ИНСТРУКЦИИ:
**a)** Согласуются ли с отрывком о «Митьках» следующие утверждения? (i) Шагин сравнивает Бауи с «японским богом», плавающим в воде. (ii) На «митьковском» сленге «шмудаками» называют отечественные инструменты. (iii) В новом исходе истории, по словам отрывка, одна из сторон всё же становится жертвой. На каждое ответьте «да» или «нет» и приведите точную цитату из отрывка, которая это решает.
**b)** Продолжите отрывок о «Митьках», начав сразу после его последнего предложения.

ФРАГМЕНТ ТЕКСТА:
· · ·

Роль японской культуры как зеркала, отражающего «митьковские» образы самих себя, поворачивается неожиданной стороной в дальнейшей тематической разработке анекдота о тонущей женщине в творчестве группы. В одной из подчеркнуто шутливых песен Шагин сравнивает Бауи, тоже упавшего за борт, с плавающим в воде «японским богом»[174]. Принадлежащая Бауи сложная техника именуется «шмудаками», что на «митьковском» сленге означает заграничные электронные приборы. В выражении этом содержится ругательство «мудак», образованное, в свою очередь, от слова «муде». Конечно, внешне у Дэвида Боуи нет ничего общего с изображениями упитанного Будды, поэтому Шагин, по-видимому, использует фигуру Бауи скорее в символическом качестве. Но что она обозначает? Возможно, самого Шагина. На первом сайте «Митьков» Шагин назван «эротическим символом» движения, а описывающие его эпитеты («большой, добрый, хороший») можно истолковать как свидетельство просветленной невозмутимости[175]. В своей версии анекдота о тонущей женщине Шагин стремится переписать не только шинкаревский вариант, но и российскую историю. Он пытается нейтрализовать трагическую сущность Русско-японской войны, переосмыслить ее как притчу о столкновении России с Другим, мужского с женским. Ситуация с утопающей становится здесь связующим звеном, ведущим к примирению во всем противоположных друг другу соперников, причем оба, несмотря на неумение плавать, непреклонны в намерении плыть на помощь[176]. Присутствие в самом «митьке» Другого свидетельствует не о победе «митька» (не об акте ритуального каннибализма по отношению к врагу, как сказал бы Жирар), а скорее об изначальной внутренней двойственности. История была изменена, теперь она получила новый исход, где никто не оказался жертвой и все спаслись. Мечта о «кровавой тризне» как о мести за Цусиму окончательно отброшена.

· · ·

ПРЕДОСТАВЛЕННЫЕ ДАННЫЕ:
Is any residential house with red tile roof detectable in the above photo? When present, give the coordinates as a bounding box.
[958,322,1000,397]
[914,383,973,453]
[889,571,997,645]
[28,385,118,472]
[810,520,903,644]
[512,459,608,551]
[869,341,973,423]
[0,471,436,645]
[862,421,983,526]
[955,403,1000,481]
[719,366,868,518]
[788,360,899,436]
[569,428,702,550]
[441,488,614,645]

· · ·

ОТВЕТЫ:
**a)**
(i) Да: «Шагин сравнивает Бауи, тоже упавшего за борт, с плавающим в воде «японским богом»».
(ii) Нет: «Принадлежащая Бауи сложная техника именуется «шмудаками», что на «митьковском» сленге означает заграничные электронные приборы».
(iii) Нет: «теперь она получила новый исход, где никто не оказался жертвой и все спаслись».

**b)**
Перетолкованная таким образом история подчеркивает несоразмерность существующих идеалов мужественности с попытками их практической реализации. Цикл картин Ольги Флоренской «Герои русской авиации», посвященный двойственной природе героизма, перекликается с отмеченным Любовью Гуревич вкусом к парадоксу и абсурду, под знаком которых шло усвоение ленинградским андеграундом японских литературных моделей. Флоренская создает проникнутое глубокой меланхолией изображение дореволюционного авиатора Льва Мациевича, отвесно падающего вниз на фоне почти безоблачного неба (илл. 13). Выражение «праздник воздухоплавания» из надписи рядом с накренившимся аэропланом подчеркивает сходство ярко-голубого неба с водой. Внутренняя форма слова «воздухоплавание» хорошо ощущается носителями русского языка, сразу считывающими привычное «плавание». Словно желая подчеркнуть «морской» подтекст своей работы, изображающей гибель Мациевича, Флоренская разделяет две основы составного слова «воздухоплавание» посредством переноса.
Казалось бы, эти и без того насыщенные сцены, разворачивающиеся в мифических небесах и море, не располагают к наличию весомой третьей силы в плодотворной бинарной оппозиции между Россией и ее противоположностями. Однако фигура «Дэвида Бауи» упорно не сходит с подмостков разворачивающейся драмы даже тогда, когда многие уже готовы счесть его эпизодическую роль сыгранной, а пребывание затянувшимся. «Митьковская» репрезентация героического полета или побега, высшей точкой которого становится разочарование или трагедия, случающиеся в воде или над водой, перекликается с разными масками, которые использовал на протяжении своей карьеры Боуи; среди них лирические герои альбомов «Space Oddity» и «Starman», разбившийся и в конечном счете обреченный инопланетянин — протагонист фильма 1976 года «Человек, который упал на Землю» (прибывший на Землю в поисках воды для своей планеты), и герой песни «Heroes», убеждающий свою возлюбленную, которая живет в Восточном Берлине, по ту сторону стены, бежать и сравнивающий их обоих с уплывающими дельфинами. Как и Боуи, «Митьки» обращают внимание на хрупкость и изменчивость самой идеи героизма, скомпрометированной авторитарными идеалами и гендерными предрассудками, ставящими под сомнение женский героизм. Быть может, лежащая в основе «митьковского» поведения жалостливая доброта, вкупе с их сексуальной неопределенностью, роднит их со «змеиной грацией»[177] британского певца больше, чем может показаться. В конце концов, в эссе «Митьковские пляски» (2005) Шинкарев описывает воображаемые танцы «Митьков» как воплощение «удали и силы, затейливости, ловкости, динамичности и изящества»[178]. В сочетании с вымышленным «спасением» Бауи и шагинским признанием в своем всегдашнем желании быть «рок-звездой»[179] эта формула напоминает нам о представлении обоих художников, Шинкарева и Шагина, о самих себе как о двойниках западного поп-кумира и вместе с тем друг друга.